Rewrite these lines with every "even-odd" changed to "nonzero" and everything else unchanged. Leave out the pictures.

※

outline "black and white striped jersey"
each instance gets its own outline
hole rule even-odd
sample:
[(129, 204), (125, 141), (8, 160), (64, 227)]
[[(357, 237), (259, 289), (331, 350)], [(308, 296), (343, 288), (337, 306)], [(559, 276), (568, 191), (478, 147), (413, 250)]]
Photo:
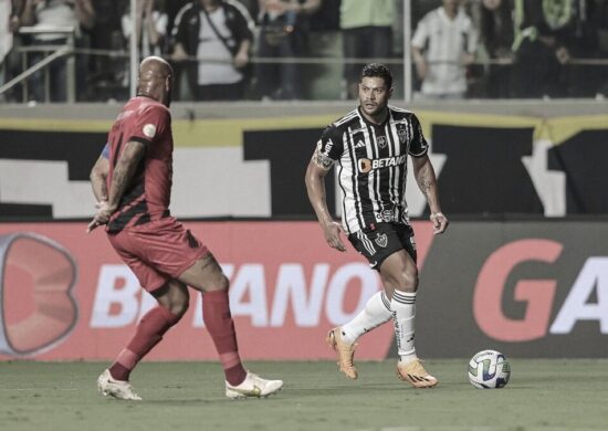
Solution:
[(424, 156), (429, 145), (412, 112), (388, 108), (381, 125), (354, 109), (329, 125), (317, 144), (319, 156), (337, 166), (348, 233), (380, 222), (409, 223), (407, 156)]

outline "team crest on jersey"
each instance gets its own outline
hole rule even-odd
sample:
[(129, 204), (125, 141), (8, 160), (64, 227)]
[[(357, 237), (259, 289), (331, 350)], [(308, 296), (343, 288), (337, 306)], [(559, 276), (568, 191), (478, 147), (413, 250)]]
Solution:
[(382, 249), (388, 244), (388, 236), (386, 233), (379, 233), (376, 236), (376, 244), (380, 245)]
[(146, 124), (141, 130), (148, 138), (154, 138), (156, 135), (156, 126), (154, 124)]

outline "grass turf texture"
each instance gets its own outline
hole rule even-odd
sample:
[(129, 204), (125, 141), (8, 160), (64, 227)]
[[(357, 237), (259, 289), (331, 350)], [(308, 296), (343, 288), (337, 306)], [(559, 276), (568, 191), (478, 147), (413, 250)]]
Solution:
[(285, 386), (269, 399), (223, 397), (216, 362), (143, 362), (132, 376), (143, 402), (104, 398), (107, 362), (0, 362), (0, 430), (606, 430), (608, 360), (513, 359), (504, 389), (475, 389), (468, 359), (427, 360), (440, 383), (413, 389), (394, 361), (256, 362)]

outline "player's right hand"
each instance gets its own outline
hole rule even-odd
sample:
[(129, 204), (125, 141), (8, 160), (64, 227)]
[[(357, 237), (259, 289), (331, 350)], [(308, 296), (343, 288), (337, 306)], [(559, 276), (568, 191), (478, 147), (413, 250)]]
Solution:
[(106, 200), (97, 202), (95, 208), (97, 208), (97, 212), (95, 213), (95, 217), (93, 217), (91, 223), (86, 227), (86, 233), (90, 233), (92, 230), (101, 227), (102, 224), (107, 224), (109, 217), (115, 211), (114, 208), (109, 207), (109, 203)]
[(327, 244), (329, 244), (332, 249), (345, 252), (346, 248), (339, 238), (339, 233), (342, 231), (342, 224), (336, 221), (332, 221), (331, 223), (323, 225), (323, 233), (325, 234), (325, 241), (327, 241)]

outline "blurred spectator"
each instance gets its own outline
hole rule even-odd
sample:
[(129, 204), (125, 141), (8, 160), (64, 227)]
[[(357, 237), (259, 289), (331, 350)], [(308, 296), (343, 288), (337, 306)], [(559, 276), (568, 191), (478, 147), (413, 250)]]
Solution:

※

# [SOLUTION TO THIS TASK]
outline "black and white striped jersey"
each instance gets its own outline
hole rule nonzero
sample:
[(129, 204), (125, 141), (8, 160), (64, 227)]
[[(357, 237), (259, 289), (331, 350)], [(308, 296), (343, 288), (337, 306)], [(559, 276), (568, 191), (478, 147), (413, 250)]]
Photo:
Solution:
[(424, 156), (429, 145), (412, 112), (388, 108), (381, 125), (354, 109), (329, 125), (317, 144), (319, 156), (337, 166), (348, 233), (380, 222), (409, 223), (407, 156)]

outline "team crest on jersey"
each instance gets its own outline
hole rule nonzero
sample:
[(129, 204), (125, 141), (8, 160), (64, 227)]
[[(357, 237), (259, 289), (331, 350)], [(308, 296), (343, 288), (337, 306)], [(559, 276), (568, 191), (478, 147), (413, 250)]]
Solution:
[(382, 249), (388, 244), (388, 236), (386, 233), (379, 233), (376, 236), (376, 244), (380, 245)]
[(146, 124), (141, 130), (148, 138), (154, 138), (156, 135), (156, 126), (154, 124)]

outline "grass turf texture"
each instance gets its own outline
hole rule nonzero
sample:
[(129, 204), (125, 141), (8, 160), (64, 227)]
[[(357, 237), (259, 289), (331, 350)], [(308, 296), (343, 288), (337, 306)], [(559, 276), (568, 191), (478, 147), (413, 250)]]
Solution:
[(285, 386), (269, 399), (223, 397), (216, 362), (143, 362), (132, 376), (143, 402), (104, 398), (107, 362), (0, 362), (0, 430), (606, 430), (608, 360), (513, 359), (504, 389), (475, 389), (468, 359), (427, 360), (440, 383), (413, 389), (394, 361), (256, 362)]

outline "player's right hand"
each instance gets its own outline
hole rule nonzero
sample:
[(129, 204), (125, 141), (8, 160), (64, 227)]
[[(357, 237), (259, 289), (331, 350)], [(308, 296), (343, 288), (337, 306)], [(559, 276), (568, 191), (478, 147), (413, 250)]]
Solution:
[(106, 200), (97, 202), (95, 208), (97, 208), (97, 212), (95, 213), (95, 217), (93, 217), (91, 223), (86, 227), (86, 233), (90, 233), (92, 230), (101, 227), (102, 224), (107, 224), (109, 217), (115, 211), (114, 208), (109, 207), (109, 203)]
[(327, 244), (329, 244), (332, 249), (345, 252), (346, 248), (339, 238), (339, 233), (342, 231), (342, 224), (336, 221), (332, 221), (331, 223), (323, 225), (323, 233), (325, 234), (325, 241), (327, 241)]

outline "blurred spectator"
each instance gets its own outline
hole rule nonzero
sample:
[(129, 204), (125, 141), (8, 160), (64, 227)]
[[(357, 237), (259, 289), (331, 350)], [(308, 296), (343, 288), (337, 306)], [(559, 276), (568, 191), (478, 147), (413, 250)]]
Solution:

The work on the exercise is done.